*EXERCISE AIM*:
Count the lines of the material below that contain the string "green", treating uppercase and lowercase letters as different, and reply with the number alone.

*ROWS*:
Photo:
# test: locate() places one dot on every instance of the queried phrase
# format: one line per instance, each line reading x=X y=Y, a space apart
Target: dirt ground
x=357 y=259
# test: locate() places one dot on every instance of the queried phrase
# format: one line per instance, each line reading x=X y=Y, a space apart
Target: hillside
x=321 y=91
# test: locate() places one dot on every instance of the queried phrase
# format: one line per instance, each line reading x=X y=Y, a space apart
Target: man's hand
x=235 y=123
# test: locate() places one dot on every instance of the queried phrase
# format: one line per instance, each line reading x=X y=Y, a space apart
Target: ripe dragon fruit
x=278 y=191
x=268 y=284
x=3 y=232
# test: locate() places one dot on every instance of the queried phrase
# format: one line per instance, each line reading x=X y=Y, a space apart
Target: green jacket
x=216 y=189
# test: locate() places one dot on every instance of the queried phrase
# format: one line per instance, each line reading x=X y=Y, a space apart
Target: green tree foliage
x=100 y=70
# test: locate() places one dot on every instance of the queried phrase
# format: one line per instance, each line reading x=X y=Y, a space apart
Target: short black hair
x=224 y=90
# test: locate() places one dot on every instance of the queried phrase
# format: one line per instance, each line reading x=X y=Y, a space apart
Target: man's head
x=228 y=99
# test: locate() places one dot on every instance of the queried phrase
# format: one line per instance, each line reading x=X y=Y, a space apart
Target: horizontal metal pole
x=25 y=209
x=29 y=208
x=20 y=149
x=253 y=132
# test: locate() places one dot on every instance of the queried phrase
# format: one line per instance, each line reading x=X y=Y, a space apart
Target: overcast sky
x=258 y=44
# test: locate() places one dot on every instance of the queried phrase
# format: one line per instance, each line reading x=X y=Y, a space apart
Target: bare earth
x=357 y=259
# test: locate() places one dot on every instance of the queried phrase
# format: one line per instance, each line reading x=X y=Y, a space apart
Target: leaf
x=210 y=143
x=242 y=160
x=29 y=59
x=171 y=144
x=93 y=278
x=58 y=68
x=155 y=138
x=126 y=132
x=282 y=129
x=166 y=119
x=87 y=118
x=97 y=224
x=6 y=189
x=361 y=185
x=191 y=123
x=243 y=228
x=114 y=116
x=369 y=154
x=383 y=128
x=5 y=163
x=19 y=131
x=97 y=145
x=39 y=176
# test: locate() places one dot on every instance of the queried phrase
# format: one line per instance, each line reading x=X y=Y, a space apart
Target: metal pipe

*RESPONSE TO THIS TASK*:
2